» Exercises
1/ Please rewrite the paragraph of the thread that begins "From my perspective, C++'s name lookup rule" in fewer words, keeping its main facts.
2/ In the thread, what language was the example code in which many functions referenced a class defined only at the bottom of the file?

» Text extract
******
Mentioning that option below makes it all the more confusing that it's not mentioned here.

Also, given that these sub-alternatives are relevant to multiple goals (at least "comprehensibility" and "compilation", but arguably some of the others as well), they should probably be introduced prior to the goal subsections.

proposals/p0875.md

jonmeow

I added a thumbs up on other responses, not resolving where I didn't start the thread.

proposals/p0875.md

jonmeow · 2022-01-12T17:22:30Z

@chandlerc In discussion about this, you brought up an example of Swift code where a lot of functions referenced a class which was only defined at the bottom of the file. Trying to understand those functions required reading the class definition, which was out of a logical reading order. With the accumulation rule as given, the class would more likely be defined at the top of the file, and read first.

I would note though, I think the accumulation rule can also get in the way of BLUF-style reading, forcing implementation details to come first and the crux of the implementation to come last. For example, consider how we've implemented name lookup in Carbon:
https://github.com/carbon-language/carbon-lang/blob/trunk/executable_semantics/interpreter/resolve_names.cpp

To summarize layout here:

Forward declarations of AddExposedNames to address mutual recursion.
AddExposedNames implementations.
Forward declarations of ResolveNames to address mutual recursion.
ResolveNames implementations, calling AddExposedNames.
The primary ResolveNames(AST) function, which is the public API, and calls the other ResolveNames APIs.

From a BLUF perspective, I'd like to put the public function first: it's the high-level summary of what's going on. Then, dig into the function it calls, with the small helpers at the end.

From my perspective, C++'s name lookup rule exerts a strong pressure to put small helper functions at the top of the file, and the key implementation details at the bottom -- I view this as undesirable because I think people would prefer to see the main implementation, then walk through its calls.

If the leaning is that classes should have public APIs first and private APIs last, I think that reflects similar BLUF preferences: the public APIs are the main implementation, the private APIs are the helpers. I think the difference is that C++ has trained us to accept a different layout between class and free functions.
******
» Data rows
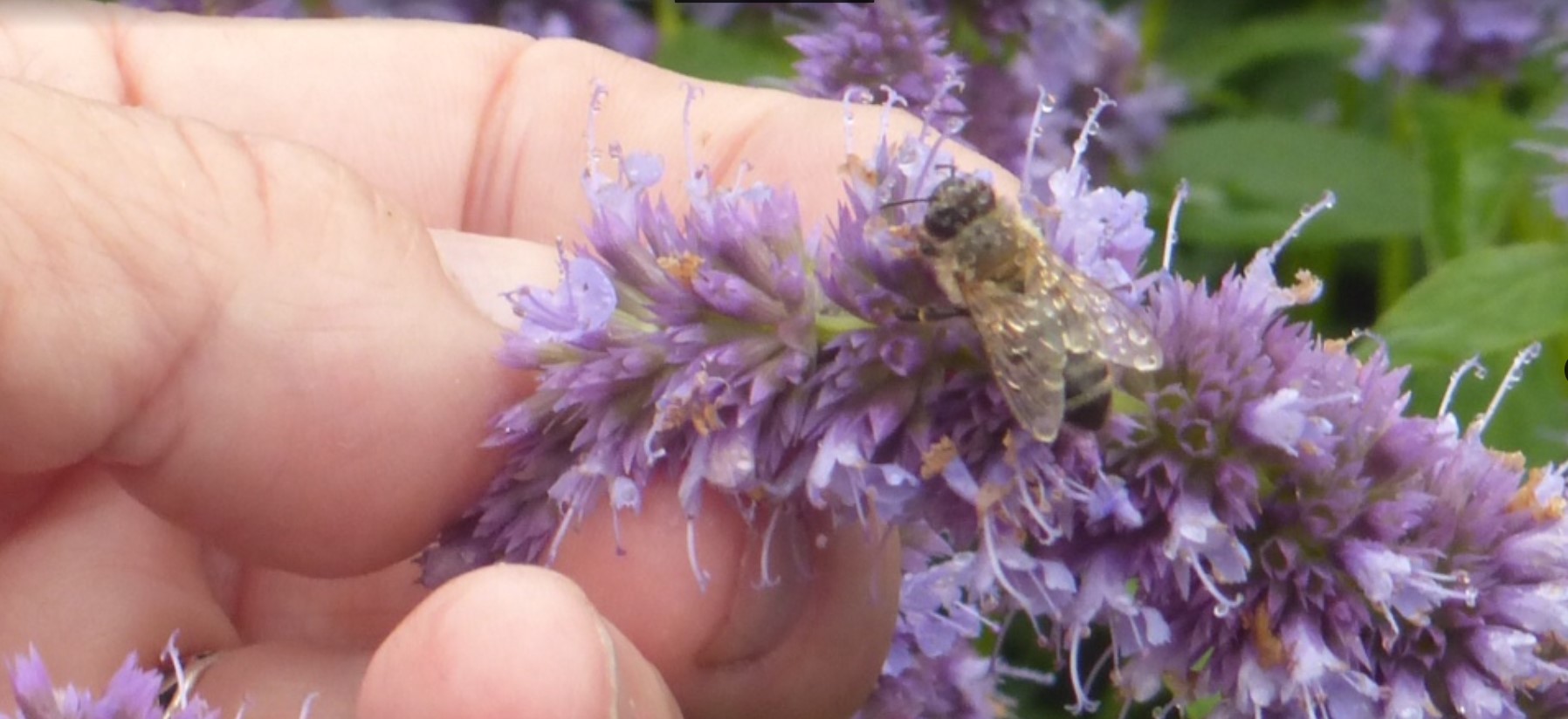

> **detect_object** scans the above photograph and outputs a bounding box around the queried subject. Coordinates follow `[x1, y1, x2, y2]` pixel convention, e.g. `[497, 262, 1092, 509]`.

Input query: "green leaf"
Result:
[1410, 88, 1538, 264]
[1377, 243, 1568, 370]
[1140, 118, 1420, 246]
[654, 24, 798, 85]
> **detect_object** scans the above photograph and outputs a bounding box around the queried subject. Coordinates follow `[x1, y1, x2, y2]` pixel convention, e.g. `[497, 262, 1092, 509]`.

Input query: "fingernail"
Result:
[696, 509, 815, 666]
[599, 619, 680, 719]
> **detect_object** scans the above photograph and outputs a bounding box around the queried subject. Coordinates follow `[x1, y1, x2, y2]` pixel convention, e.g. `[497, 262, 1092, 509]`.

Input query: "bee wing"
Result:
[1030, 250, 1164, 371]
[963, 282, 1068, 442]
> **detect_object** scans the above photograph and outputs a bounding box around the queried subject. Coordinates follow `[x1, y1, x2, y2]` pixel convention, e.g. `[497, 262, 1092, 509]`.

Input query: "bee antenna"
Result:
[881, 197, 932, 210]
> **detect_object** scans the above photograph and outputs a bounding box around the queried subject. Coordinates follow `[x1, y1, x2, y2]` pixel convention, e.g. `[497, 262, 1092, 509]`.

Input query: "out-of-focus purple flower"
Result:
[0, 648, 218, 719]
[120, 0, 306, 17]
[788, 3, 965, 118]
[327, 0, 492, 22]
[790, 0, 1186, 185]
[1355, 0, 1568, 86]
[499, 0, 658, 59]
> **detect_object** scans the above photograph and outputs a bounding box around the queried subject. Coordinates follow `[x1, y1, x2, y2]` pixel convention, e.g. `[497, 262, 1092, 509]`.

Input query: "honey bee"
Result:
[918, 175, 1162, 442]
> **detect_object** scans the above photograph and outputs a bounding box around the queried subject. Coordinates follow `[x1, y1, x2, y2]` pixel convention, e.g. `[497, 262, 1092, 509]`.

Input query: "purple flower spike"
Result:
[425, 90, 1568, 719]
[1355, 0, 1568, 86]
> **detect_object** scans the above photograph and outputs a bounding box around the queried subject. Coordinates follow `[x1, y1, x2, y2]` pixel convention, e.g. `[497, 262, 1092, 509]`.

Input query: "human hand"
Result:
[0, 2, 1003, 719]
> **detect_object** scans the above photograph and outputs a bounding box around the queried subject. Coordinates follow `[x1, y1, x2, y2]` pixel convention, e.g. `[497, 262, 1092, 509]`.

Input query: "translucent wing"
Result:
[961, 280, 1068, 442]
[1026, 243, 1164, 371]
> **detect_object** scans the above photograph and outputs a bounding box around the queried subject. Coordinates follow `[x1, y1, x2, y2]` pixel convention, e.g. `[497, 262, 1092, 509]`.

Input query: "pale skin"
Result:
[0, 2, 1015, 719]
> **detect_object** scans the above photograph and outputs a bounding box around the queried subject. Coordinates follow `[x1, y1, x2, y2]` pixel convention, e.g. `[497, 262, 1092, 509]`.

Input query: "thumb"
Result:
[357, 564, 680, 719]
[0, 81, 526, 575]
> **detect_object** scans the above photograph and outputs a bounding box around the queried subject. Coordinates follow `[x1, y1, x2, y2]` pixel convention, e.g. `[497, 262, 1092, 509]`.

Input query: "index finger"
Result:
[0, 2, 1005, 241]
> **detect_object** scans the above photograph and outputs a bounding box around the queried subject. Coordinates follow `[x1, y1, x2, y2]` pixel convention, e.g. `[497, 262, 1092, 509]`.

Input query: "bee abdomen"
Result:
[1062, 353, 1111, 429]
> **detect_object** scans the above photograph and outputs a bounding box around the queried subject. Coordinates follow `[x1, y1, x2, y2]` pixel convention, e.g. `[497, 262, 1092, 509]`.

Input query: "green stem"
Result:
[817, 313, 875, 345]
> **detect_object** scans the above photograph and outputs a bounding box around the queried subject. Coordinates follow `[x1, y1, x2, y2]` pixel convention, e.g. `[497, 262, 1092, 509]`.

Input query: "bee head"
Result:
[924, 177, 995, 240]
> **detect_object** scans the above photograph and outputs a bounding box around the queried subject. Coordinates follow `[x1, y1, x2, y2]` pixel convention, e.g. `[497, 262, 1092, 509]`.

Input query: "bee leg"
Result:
******
» Full answers
1/ C++'s name lookup rule pushes small helper functions to the top of a file and key implementation details to the bottom. The writer finds this undesirable, believing people would rather see the main implementation first and then follow its calls.

2/ Swift.